Records provided start

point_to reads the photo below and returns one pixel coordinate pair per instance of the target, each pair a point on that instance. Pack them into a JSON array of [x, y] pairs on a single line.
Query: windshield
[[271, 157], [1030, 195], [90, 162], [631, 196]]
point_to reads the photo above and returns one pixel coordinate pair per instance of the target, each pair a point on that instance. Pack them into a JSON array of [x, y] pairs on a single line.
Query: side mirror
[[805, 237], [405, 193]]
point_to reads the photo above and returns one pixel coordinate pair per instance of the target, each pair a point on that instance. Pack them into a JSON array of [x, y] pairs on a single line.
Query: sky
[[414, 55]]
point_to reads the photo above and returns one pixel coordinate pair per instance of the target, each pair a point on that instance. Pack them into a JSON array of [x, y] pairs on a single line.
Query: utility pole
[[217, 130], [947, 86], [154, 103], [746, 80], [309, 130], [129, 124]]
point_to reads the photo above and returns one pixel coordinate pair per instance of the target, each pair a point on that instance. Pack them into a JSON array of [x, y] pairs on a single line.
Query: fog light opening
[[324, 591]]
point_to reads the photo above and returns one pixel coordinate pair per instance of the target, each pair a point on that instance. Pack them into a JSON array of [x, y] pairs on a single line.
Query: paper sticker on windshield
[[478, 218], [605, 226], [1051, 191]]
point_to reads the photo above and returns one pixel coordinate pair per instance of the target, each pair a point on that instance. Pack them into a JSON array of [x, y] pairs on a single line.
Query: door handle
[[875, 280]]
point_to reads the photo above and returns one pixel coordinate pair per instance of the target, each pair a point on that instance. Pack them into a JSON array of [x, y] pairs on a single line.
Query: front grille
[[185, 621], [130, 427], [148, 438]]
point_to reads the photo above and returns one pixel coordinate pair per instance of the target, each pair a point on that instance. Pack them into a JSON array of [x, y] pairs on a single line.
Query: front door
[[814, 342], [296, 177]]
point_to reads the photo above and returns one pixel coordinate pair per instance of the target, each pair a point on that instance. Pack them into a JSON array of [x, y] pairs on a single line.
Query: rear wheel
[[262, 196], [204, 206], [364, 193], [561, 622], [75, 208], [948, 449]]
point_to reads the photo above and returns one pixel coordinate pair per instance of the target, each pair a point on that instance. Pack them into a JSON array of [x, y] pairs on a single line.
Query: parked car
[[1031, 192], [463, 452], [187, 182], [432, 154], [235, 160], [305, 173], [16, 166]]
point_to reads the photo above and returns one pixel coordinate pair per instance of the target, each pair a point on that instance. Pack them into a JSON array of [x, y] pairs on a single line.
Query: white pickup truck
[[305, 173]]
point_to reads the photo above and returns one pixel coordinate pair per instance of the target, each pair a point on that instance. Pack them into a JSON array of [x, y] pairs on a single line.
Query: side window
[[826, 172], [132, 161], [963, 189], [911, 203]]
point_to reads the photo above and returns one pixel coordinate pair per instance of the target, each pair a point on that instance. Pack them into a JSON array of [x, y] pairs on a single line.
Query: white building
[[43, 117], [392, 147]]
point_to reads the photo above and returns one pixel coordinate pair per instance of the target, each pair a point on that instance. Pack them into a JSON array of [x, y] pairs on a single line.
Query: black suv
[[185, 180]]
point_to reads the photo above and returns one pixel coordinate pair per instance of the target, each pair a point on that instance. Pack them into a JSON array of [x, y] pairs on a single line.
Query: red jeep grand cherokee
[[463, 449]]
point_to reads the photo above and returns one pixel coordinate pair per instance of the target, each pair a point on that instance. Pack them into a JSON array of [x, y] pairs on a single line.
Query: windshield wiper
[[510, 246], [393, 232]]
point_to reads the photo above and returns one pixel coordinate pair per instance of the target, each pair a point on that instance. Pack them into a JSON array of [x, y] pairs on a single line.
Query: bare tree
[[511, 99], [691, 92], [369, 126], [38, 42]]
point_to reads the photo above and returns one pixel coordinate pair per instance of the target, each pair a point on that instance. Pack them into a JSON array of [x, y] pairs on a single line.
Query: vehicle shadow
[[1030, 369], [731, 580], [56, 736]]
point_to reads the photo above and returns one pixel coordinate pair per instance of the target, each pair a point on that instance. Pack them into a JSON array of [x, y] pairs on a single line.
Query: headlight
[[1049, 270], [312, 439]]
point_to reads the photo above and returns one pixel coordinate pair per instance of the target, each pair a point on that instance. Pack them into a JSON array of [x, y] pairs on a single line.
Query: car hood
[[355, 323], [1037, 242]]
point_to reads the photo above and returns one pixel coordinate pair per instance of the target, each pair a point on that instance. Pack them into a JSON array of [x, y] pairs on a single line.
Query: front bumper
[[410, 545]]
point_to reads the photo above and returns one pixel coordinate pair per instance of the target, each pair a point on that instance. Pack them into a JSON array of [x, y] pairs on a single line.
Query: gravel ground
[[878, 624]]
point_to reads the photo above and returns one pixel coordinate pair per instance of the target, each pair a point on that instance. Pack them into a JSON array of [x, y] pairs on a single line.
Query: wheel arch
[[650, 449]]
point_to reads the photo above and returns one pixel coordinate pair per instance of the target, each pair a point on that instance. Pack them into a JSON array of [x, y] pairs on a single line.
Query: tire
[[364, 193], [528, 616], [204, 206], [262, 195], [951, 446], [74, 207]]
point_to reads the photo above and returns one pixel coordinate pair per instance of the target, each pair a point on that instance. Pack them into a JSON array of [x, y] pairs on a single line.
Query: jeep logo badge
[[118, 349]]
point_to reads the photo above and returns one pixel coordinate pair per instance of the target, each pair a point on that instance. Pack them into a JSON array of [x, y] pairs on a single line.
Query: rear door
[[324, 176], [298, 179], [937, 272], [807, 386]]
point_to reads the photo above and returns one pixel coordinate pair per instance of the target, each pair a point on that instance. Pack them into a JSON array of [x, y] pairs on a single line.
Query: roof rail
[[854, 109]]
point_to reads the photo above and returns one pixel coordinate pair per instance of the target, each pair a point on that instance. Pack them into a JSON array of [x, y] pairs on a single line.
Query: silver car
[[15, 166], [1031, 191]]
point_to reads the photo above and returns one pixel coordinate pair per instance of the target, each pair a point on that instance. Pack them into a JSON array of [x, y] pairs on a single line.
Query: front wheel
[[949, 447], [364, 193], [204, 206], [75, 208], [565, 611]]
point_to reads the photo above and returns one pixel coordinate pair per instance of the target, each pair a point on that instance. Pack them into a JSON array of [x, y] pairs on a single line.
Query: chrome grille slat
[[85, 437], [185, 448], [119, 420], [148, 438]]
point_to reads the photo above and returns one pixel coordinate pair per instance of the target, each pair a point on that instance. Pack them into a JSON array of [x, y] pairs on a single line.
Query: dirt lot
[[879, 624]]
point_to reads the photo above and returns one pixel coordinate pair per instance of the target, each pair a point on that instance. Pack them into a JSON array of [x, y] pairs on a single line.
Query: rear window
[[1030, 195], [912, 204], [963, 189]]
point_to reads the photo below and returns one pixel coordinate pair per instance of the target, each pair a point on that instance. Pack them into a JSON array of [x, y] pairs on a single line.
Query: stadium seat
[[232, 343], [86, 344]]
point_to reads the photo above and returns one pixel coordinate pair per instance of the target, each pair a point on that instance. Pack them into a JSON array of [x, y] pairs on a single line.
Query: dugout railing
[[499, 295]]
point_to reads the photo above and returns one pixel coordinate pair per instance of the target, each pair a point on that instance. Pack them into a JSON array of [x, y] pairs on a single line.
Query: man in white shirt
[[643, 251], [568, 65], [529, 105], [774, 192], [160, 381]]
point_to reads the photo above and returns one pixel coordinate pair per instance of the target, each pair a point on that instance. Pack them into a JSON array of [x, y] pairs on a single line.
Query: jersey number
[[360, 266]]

Records provided end

▶ Instruction: Which lines in the rows above contain the string "side"? Return each of those lines in full, with case counting in the match.

▶ Solution to the exercise:
Query: side mirror
Query: side window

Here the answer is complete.